__Problem to solve__: Skip every image and restate the data word for word.

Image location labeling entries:
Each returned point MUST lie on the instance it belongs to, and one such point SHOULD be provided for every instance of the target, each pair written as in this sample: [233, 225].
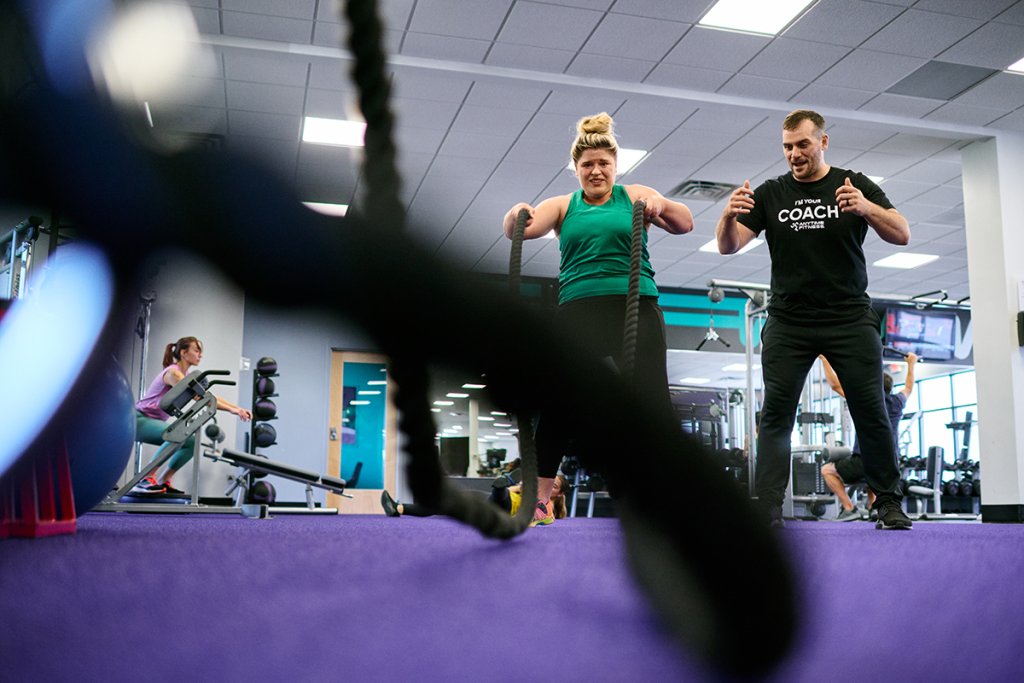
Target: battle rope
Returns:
[695, 569]
[383, 206]
[632, 326]
[524, 423]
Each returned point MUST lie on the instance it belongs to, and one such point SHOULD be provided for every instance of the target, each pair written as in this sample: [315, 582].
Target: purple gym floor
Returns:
[371, 598]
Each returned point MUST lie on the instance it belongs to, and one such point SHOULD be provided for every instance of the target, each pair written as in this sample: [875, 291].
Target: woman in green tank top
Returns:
[594, 226]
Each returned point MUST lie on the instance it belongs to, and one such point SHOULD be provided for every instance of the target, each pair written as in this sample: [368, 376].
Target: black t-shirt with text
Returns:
[818, 272]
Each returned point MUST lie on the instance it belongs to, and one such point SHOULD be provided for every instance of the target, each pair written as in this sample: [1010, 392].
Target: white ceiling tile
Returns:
[261, 27]
[913, 144]
[868, 70]
[444, 47]
[843, 22]
[950, 195]
[921, 34]
[816, 94]
[634, 37]
[963, 114]
[207, 19]
[476, 145]
[539, 25]
[714, 49]
[615, 69]
[425, 114]
[887, 102]
[265, 97]
[675, 76]
[434, 86]
[265, 68]
[1001, 90]
[1015, 14]
[302, 9]
[677, 10]
[523, 96]
[991, 46]
[202, 120]
[255, 124]
[450, 17]
[979, 9]
[761, 87]
[931, 171]
[899, 190]
[332, 104]
[795, 59]
[1013, 121]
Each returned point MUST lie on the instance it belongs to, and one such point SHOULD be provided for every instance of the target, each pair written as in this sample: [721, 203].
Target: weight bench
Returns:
[252, 463]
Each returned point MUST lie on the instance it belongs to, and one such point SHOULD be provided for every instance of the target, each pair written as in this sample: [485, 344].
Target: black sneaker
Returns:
[146, 486]
[390, 507]
[848, 515]
[891, 516]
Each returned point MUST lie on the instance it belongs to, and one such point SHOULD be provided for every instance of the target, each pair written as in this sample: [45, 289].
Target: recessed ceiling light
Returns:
[767, 18]
[328, 209]
[737, 367]
[334, 131]
[712, 247]
[905, 260]
[627, 161]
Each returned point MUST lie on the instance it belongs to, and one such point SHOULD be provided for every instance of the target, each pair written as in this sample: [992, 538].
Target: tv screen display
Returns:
[930, 334]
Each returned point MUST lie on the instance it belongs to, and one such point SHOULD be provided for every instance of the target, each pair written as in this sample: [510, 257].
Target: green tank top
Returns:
[595, 249]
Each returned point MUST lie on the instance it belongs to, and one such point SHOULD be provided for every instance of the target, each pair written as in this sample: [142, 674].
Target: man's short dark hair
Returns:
[799, 116]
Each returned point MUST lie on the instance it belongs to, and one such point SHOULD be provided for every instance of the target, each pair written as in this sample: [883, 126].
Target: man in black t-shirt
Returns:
[815, 219]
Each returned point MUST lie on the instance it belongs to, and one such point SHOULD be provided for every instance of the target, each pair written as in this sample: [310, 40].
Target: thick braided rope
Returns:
[383, 207]
[632, 325]
[383, 202]
[527, 446]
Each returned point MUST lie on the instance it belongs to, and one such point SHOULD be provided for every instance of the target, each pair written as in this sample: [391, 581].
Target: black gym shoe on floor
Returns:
[146, 486]
[848, 515]
[390, 507]
[891, 516]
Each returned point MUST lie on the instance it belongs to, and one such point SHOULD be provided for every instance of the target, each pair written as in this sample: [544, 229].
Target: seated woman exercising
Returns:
[151, 421]
[506, 497]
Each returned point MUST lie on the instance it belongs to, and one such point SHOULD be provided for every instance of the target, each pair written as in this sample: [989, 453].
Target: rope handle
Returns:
[632, 326]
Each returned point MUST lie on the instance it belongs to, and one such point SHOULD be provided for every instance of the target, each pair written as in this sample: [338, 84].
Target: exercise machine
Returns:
[190, 402]
[260, 466]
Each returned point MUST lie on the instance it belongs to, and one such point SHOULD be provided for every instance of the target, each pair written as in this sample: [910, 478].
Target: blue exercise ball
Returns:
[100, 433]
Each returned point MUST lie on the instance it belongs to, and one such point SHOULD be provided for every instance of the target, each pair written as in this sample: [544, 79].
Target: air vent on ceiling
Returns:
[701, 190]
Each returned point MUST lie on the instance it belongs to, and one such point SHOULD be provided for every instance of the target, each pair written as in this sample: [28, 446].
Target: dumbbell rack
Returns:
[816, 501]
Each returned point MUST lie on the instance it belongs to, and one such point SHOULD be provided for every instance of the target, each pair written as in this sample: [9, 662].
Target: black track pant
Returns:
[854, 349]
[598, 323]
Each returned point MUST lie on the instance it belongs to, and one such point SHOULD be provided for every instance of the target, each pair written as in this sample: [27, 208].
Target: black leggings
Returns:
[598, 323]
[854, 349]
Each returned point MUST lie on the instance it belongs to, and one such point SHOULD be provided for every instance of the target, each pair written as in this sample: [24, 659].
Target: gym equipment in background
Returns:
[193, 406]
[51, 371]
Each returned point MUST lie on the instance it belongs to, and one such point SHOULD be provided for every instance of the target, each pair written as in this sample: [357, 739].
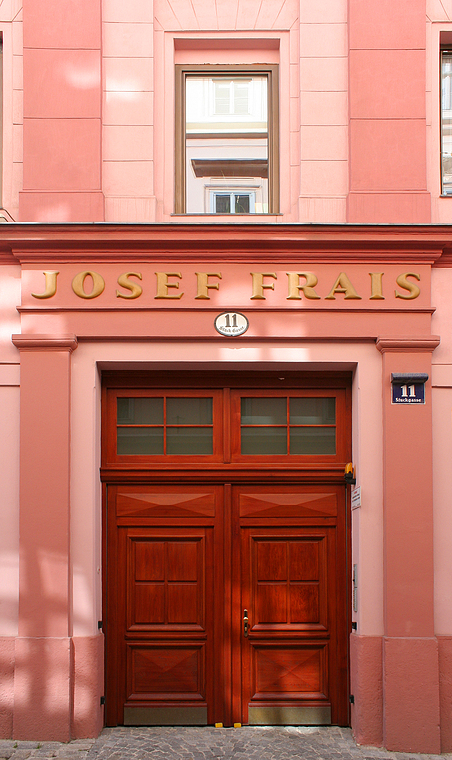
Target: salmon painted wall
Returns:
[9, 449]
[346, 148]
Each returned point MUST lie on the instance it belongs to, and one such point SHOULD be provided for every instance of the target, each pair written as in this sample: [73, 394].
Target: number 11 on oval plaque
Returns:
[231, 323]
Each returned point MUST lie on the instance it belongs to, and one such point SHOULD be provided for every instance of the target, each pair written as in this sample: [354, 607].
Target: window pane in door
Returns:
[307, 440]
[264, 440]
[140, 411]
[189, 411]
[132, 440]
[189, 440]
[312, 411]
[264, 411]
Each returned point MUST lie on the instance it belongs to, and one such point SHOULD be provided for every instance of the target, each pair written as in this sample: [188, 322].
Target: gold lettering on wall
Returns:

__Exercise answer__:
Each returned point MUST lie on the instance it belongs to, and one such point SHOULD be provided for every instance of the target, each pair written as in this sample: [233, 225].
Target: battle rope
Returns:
[695, 569]
[383, 206]
[632, 326]
[524, 423]
Each returned point MUST lie on the instance it belongs to, and one such point SHOULD be provided for every instance of the target, each pair written as in this sample: [315, 582].
Target: purple gym floor
Returns:
[371, 598]
Each returned point MUST lie on the instance it belongs to, and one such point SHOULD be provided for every instance of the target, each pair written as in this sample: [875, 291].
Target: woman in green tank top
Returns:
[594, 226]
Each returned point MUST lie on the instance it belongs to, and one such point SHOULD be provided for every instance of the target, each pair written as in this sample: [368, 376].
Target: black t-shirt with text
Returns:
[818, 272]
Each returned point MUST lie on the instance it belongs to, and one such point SHOULD be provided for every instance of the target, each pair written as in this sample: [1010, 392].
Target: white ceiling tile
Returns:
[261, 27]
[913, 144]
[868, 70]
[444, 47]
[843, 22]
[950, 195]
[921, 34]
[816, 94]
[634, 37]
[963, 114]
[207, 19]
[476, 145]
[539, 25]
[714, 49]
[615, 69]
[425, 114]
[887, 102]
[265, 97]
[675, 76]
[434, 86]
[265, 68]
[1001, 90]
[1015, 14]
[302, 9]
[677, 10]
[523, 96]
[991, 46]
[202, 120]
[255, 124]
[450, 17]
[979, 9]
[761, 87]
[931, 171]
[899, 190]
[332, 104]
[795, 59]
[1013, 121]
Each returned point MUST lie on the instance it belongs to, and one such point SHOULD be provided for every instance of the target, each pair written as in this sample: [721, 203].
Target: weight bench
Returns:
[252, 463]
Each returned point MUST lie on the instance it belongs to, and one such point SHOULD be provided for every instance of the target, each pair written as in this sample: [485, 344].
Target: black sneaker
Returns:
[146, 486]
[390, 507]
[848, 515]
[891, 516]
Each returned point MUST lie on the instance it belongs to, and one such point SHOULD be provided for every instance of the target, each pair written as in this sample: [45, 289].
Target: recessed ceiling light
Returns:
[767, 18]
[328, 209]
[737, 367]
[334, 131]
[712, 247]
[905, 260]
[627, 161]
Each returned point MUST lie on the instance it belongs to, and one such point SHOULD be provided for every instance of the target, each pair written as in this sample: [992, 538].
Target: tv screen display
Returns:
[930, 334]
Each returned point MUST lie on the instance it belongs to, and one such point SHOULD be provided for every instance of the target, each pair written as in this sample: [510, 257].
Target: green tank top
Returns:
[595, 249]
Each returned point MUST lie on the instance it belongs to, and one such point SHOULD be provided for every instance of the target, each pair written as in this sample: [142, 674].
Target: man's short dark hair
Returns:
[799, 116]
Each returned point MUST lie on the instance it belongs to, and one such point SHOULD be provided for every instance of the target, each pair written as in this sample: [883, 126].
Target: man in black t-shirt
Returns:
[815, 219]
Each returned point MUST lie on the instance it belongs to, and one such point SHOULD be provided for every instance of the target, each pair written as in this sample: [310, 40].
Target: thick braided rope
Returns:
[383, 207]
[632, 325]
[383, 202]
[527, 446]
Each returned point MUST lie on the instance it belongs to, and one such point SHOULD be provided for every instance of the target, each pair written as in this sample: [391, 581].
Target: black gym shoe on floor
Returns:
[146, 486]
[848, 515]
[390, 507]
[891, 516]
Each returned point MUST lie on the instance it belongs to, and one such point SHOULD be provided for every instance of the target, each pair written as in this sample: [544, 229].
Target: seated woman exercising
Returns:
[151, 421]
[506, 497]
Each returned point MUST lie on the instance it belongs to, and one such point SHOULD be provided for every instance of the target, each pair written as in this sample: [989, 453].
Target: rope handle
Returns:
[632, 326]
Each returned point MUST lie on the instance it belongs to, and one such point SHOULD be provided for every instance of the target, each pair written as in this sample: [338, 84].
Target: exercise machine
Returns:
[190, 402]
[260, 466]
Each returned point MUST lie on the instance it belongs to, and one such point SHOULD be provided for every instance of the target, each pair written as in this sample: [910, 478].
Target: blue exercise ball
Returns:
[100, 433]
Each returned point MUST lie on the instance it belongs to, and one such point SHOULD be provided for every instance of the target, each pair written as in this sample: [544, 79].
Target: air vent on ceiling
Returns:
[701, 190]
Each returned point MUST lie on the instance it belongs to, and one such point SHOULD be provided for every instance of the target, each pair written as in this sample: [28, 446].
Target: dumbbell rack
Returns:
[816, 501]
Each returned point MUST lie on the instance it belongs to, and one such point SHOULD be provided for every instance of the target, each pair written as in this sample: [9, 662].
Target: black track pant
Returns:
[854, 349]
[598, 323]
Each returned point MUST lie on the instance it belongs to, and one such point SHOULD be provided for every instance of the target, each pair written as in this sample: [27, 208].
Target: black leggings
Returns:
[598, 323]
[854, 349]
Each returned point MUST lie on the instance it belongs to, and one such point SHOULD be provided for every instance of the target, each pair written as in this sample: [24, 659].
Target: gym equipment in background
Returns:
[193, 406]
[51, 371]
Each returned point MUST lie on the instance it belongs to, and one such point SHOULD be provided for every instance of the target, each pair written as in this sample: [357, 739].
Target: salmon painted wall
Returns:
[9, 449]
[346, 148]
Each returned point MUST lie on the instance it belongs to, and one such point SHOULD be provided for every instance of the target, each pair written as in this sample: [73, 394].
Target: number 11 on oval plaque
Returns:
[231, 323]
Each returned point MUST lie on the instance it belongs to, and one such point SHOULD be provided for every instance of the target, each pair written as in this sample: [354, 607].
Target: window pane in door
Returns:
[307, 440]
[264, 440]
[140, 411]
[189, 411]
[132, 440]
[189, 440]
[312, 411]
[264, 411]
Each returned point MUST lie on the instance it belongs to, and one such point SHOULD be provided for every instance of the target, each pair written as in this sample: [188, 322].
Target: gold lettering on wall
Returns:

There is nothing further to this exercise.